§ **Document extract**

Generative AI has made incredible strides in recent years, but its reliance on massive datasets still presents challenges. Large language models (LLMs) like OpenAI’s GPT-3 were trained on enormous data sets—such as the CommonCrawl data set, which contained 570 gigabytes of data and 400 billion tokens. These datasets are extensive but also static, meaning they can’t accommodate real-time information or adapt to new events. As a result, AI responses can become outdated, or worse, include hallucinations—plausible-sounding information that is, in reality, inaccurate. Even the best-performing LLMs, like OpenAI’s, still grapple with hallucination rates around 1.5 to 1.9 percent, according to Vectara’s Hallucination Leaderboard.
The challenge with using LLMs on their own is twofold: the data can be stale, and the responses can be factually incorrect. However, companies have found a way to mitigate these issues by using data streaming to continually update their datasets and deploying retrieval-augmented generation (RAG). RAG combines the power of generative AI with real-time, relevant data, encoding a company’s business data in a way that enhances AI responses. By leveraging RAG, companies can ensure that AI models respond with more timely and accurate information.

§ **Supplied records**
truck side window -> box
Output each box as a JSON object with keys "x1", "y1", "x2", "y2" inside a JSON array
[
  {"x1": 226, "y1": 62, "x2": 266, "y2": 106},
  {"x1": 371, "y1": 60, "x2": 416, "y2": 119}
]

§ **What is required**
Answer these from the text on generative AI and RAG:
(a) How many gigabytes of data did the CommonCrawl data set contain?
(b) According to Vectara's Hallucination Leaderboard, what hallucination rates do even the best-performing LLMs still have?
(c) What two approaches have companies used to mitigate stale data and incorrect responses?

§ **Reply**
(a) 570 gigabytes.
(b) Around 1.5 to 1.9 percent.
(c) Data streaming to continually update their datasets, and retrieval-augmented generation (RAG).